──────── Data for this exercise

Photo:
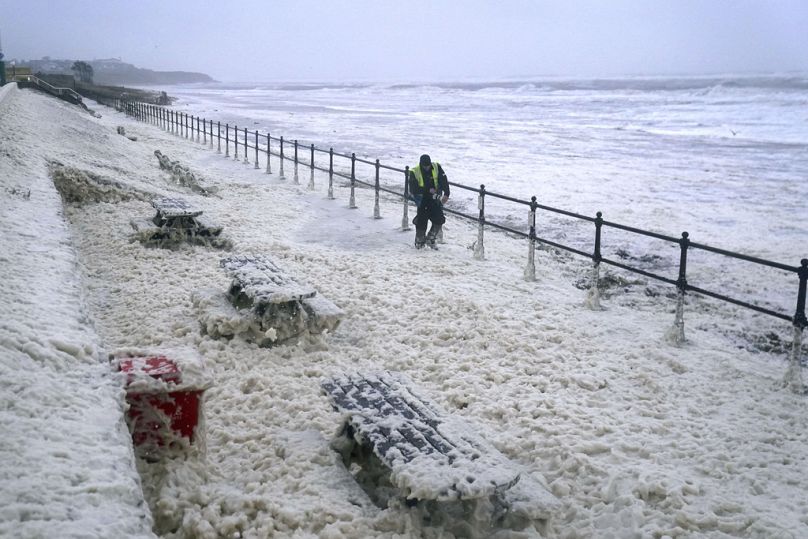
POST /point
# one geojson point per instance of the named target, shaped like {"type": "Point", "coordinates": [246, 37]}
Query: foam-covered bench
{"type": "Point", "coordinates": [176, 221]}
{"type": "Point", "coordinates": [264, 304]}
{"type": "Point", "coordinates": [402, 447]}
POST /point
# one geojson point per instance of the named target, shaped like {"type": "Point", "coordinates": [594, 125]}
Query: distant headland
{"type": "Point", "coordinates": [113, 71]}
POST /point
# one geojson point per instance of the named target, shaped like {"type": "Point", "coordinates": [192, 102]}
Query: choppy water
{"type": "Point", "coordinates": [724, 158]}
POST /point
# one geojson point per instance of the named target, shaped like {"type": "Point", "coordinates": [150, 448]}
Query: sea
{"type": "Point", "coordinates": [723, 158]}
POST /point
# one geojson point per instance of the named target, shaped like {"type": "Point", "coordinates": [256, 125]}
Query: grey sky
{"type": "Point", "coordinates": [416, 40]}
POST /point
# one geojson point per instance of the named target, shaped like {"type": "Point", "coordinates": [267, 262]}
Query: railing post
{"type": "Point", "coordinates": [530, 269]}
{"type": "Point", "coordinates": [296, 177]}
{"type": "Point", "coordinates": [311, 177]}
{"type": "Point", "coordinates": [281, 176]}
{"type": "Point", "coordinates": [352, 200]}
{"type": "Point", "coordinates": [269, 153]}
{"type": "Point", "coordinates": [479, 247]}
{"type": "Point", "coordinates": [405, 219]}
{"type": "Point", "coordinates": [376, 212]}
{"type": "Point", "coordinates": [793, 378]}
{"type": "Point", "coordinates": [593, 298]}
{"type": "Point", "coordinates": [331, 174]}
{"type": "Point", "coordinates": [256, 150]}
{"type": "Point", "coordinates": [676, 334]}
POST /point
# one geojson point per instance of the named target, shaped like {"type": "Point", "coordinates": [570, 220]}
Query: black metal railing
{"type": "Point", "coordinates": [202, 130]}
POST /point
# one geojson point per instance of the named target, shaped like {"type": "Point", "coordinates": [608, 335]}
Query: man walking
{"type": "Point", "coordinates": [429, 188]}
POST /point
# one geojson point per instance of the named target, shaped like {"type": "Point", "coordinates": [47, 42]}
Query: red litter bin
{"type": "Point", "coordinates": [164, 415]}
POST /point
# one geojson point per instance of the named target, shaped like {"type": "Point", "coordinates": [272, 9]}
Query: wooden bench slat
{"type": "Point", "coordinates": [427, 451]}
{"type": "Point", "coordinates": [174, 207]}
{"type": "Point", "coordinates": [263, 281]}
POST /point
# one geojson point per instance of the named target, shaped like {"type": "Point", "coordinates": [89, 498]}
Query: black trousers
{"type": "Point", "coordinates": [429, 209]}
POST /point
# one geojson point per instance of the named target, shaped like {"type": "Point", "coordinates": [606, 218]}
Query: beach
{"type": "Point", "coordinates": [636, 437]}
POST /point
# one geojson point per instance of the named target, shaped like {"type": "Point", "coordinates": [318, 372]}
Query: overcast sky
{"type": "Point", "coordinates": [415, 40]}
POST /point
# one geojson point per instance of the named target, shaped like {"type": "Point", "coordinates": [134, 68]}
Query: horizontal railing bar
{"type": "Point", "coordinates": [506, 197]}
{"type": "Point", "coordinates": [466, 187]}
{"type": "Point", "coordinates": [565, 212]}
{"type": "Point", "coordinates": [564, 247]}
{"type": "Point", "coordinates": [360, 160]}
{"type": "Point", "coordinates": [637, 270]}
{"type": "Point", "coordinates": [506, 228]}
{"type": "Point", "coordinates": [740, 303]}
{"type": "Point", "coordinates": [641, 232]}
{"type": "Point", "coordinates": [747, 258]}
{"type": "Point", "coordinates": [388, 167]}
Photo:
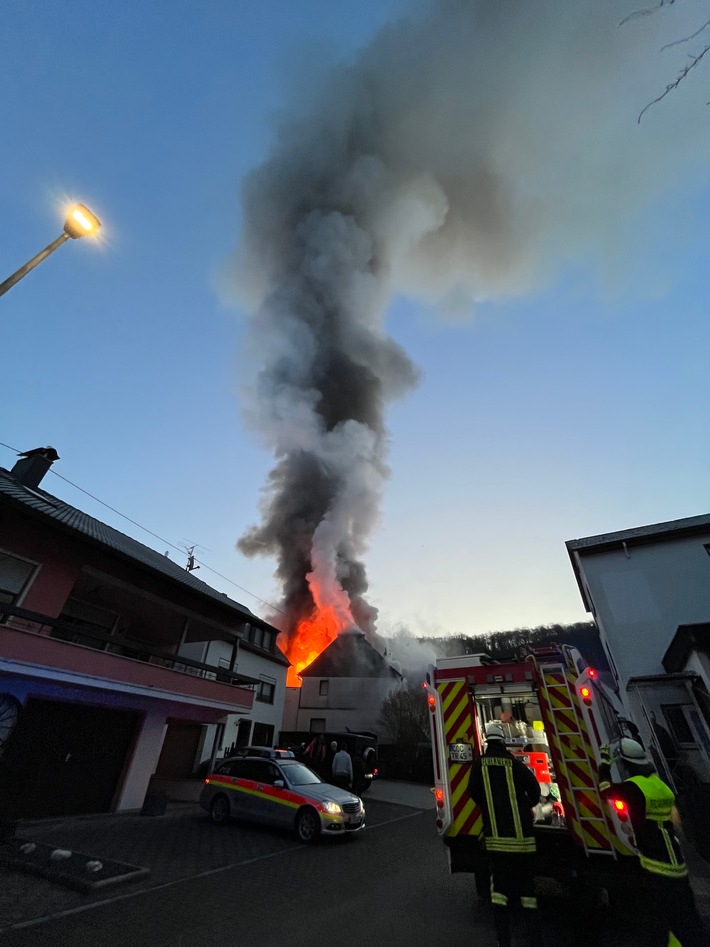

────────────────

▸ Work required:
Give back all of the material exactly, though without the images it contains.

▸ Written answer:
Photo:
POST /point
# one geojson point per instance of the named target, shaped like {"type": "Point", "coordinates": [246, 37]}
Query: foam-covered bench
{"type": "Point", "coordinates": [176, 221]}
{"type": "Point", "coordinates": [264, 304]}
{"type": "Point", "coordinates": [402, 447]}
POST /point
# one geojson point per instance of the named target, shaped like {"type": "Point", "coordinates": [594, 125]}
Query: distant headland
{"type": "Point", "coordinates": [113, 71]}
POST /point
# one geojson point per instance of the named target, shaped like {"type": "Point", "coordinates": [192, 102]}
Query: choppy water
{"type": "Point", "coordinates": [724, 158]}
POST /point
# one geojson point per instance of the named target, shaped like {"type": "Point", "coordinates": [150, 448]}
Query: sea
{"type": "Point", "coordinates": [723, 158]}
POST /point
# one geojson point per instance of the named target, shaped like {"type": "Point", "coordinates": [256, 125]}
Query: grey sky
{"type": "Point", "coordinates": [416, 40]}
POST /point
# one geojson point per instance of the named target, shaped like {"type": "Point", "coordinates": [267, 262]}
Query: railing post
{"type": "Point", "coordinates": [530, 269]}
{"type": "Point", "coordinates": [296, 177]}
{"type": "Point", "coordinates": [311, 177]}
{"type": "Point", "coordinates": [281, 176]}
{"type": "Point", "coordinates": [352, 200]}
{"type": "Point", "coordinates": [269, 153]}
{"type": "Point", "coordinates": [479, 247]}
{"type": "Point", "coordinates": [405, 219]}
{"type": "Point", "coordinates": [376, 212]}
{"type": "Point", "coordinates": [793, 378]}
{"type": "Point", "coordinates": [593, 298]}
{"type": "Point", "coordinates": [331, 174]}
{"type": "Point", "coordinates": [256, 150]}
{"type": "Point", "coordinates": [676, 334]}
POST /point
# one geojson point per instance of the named target, shaped like {"type": "Point", "coordinates": [570, 220]}
Query: black metal railing
{"type": "Point", "coordinates": [202, 130]}
POST /point
# one geojson point per instance of the named target, shaped like {"type": "Point", "coordinates": [608, 335]}
Query: man walking
{"type": "Point", "coordinates": [429, 188]}
POST /point
# one geojson point per instance of the named target, shaped like {"type": "Point", "coordinates": [47, 42]}
Query: red litter bin
{"type": "Point", "coordinates": [164, 415]}
POST /point
# one geojson point per instance of the named target, shaped like {"type": "Point", "coordinates": [272, 9]}
Query: wooden bench slat
{"type": "Point", "coordinates": [427, 451]}
{"type": "Point", "coordinates": [174, 207]}
{"type": "Point", "coordinates": [263, 281]}
POST /point
# one geojson point per instance of the named target, shaped like {"type": "Point", "coordinates": [89, 498]}
Query: black trousers
{"type": "Point", "coordinates": [429, 209]}
POST /point
# one geojson point per instance of the named target, shaped like {"type": "Point", "coordinates": [606, 218]}
Query: beach
{"type": "Point", "coordinates": [636, 437]}
POST /point
# one geojson point per instance of the named target, shaped like {"type": "Point", "coordinates": [318, 372]}
Query: overcast sky
{"type": "Point", "coordinates": [415, 40]}
POST /point
# one geojson point per instance of the named target, shaped like {"type": "Point", "coordinates": [134, 68]}
Query: horizontal railing bar
{"type": "Point", "coordinates": [506, 197]}
{"type": "Point", "coordinates": [466, 187]}
{"type": "Point", "coordinates": [565, 212]}
{"type": "Point", "coordinates": [564, 247]}
{"type": "Point", "coordinates": [360, 160]}
{"type": "Point", "coordinates": [637, 270]}
{"type": "Point", "coordinates": [506, 228]}
{"type": "Point", "coordinates": [740, 303]}
{"type": "Point", "coordinates": [641, 232]}
{"type": "Point", "coordinates": [747, 258]}
{"type": "Point", "coordinates": [388, 167]}
Photo:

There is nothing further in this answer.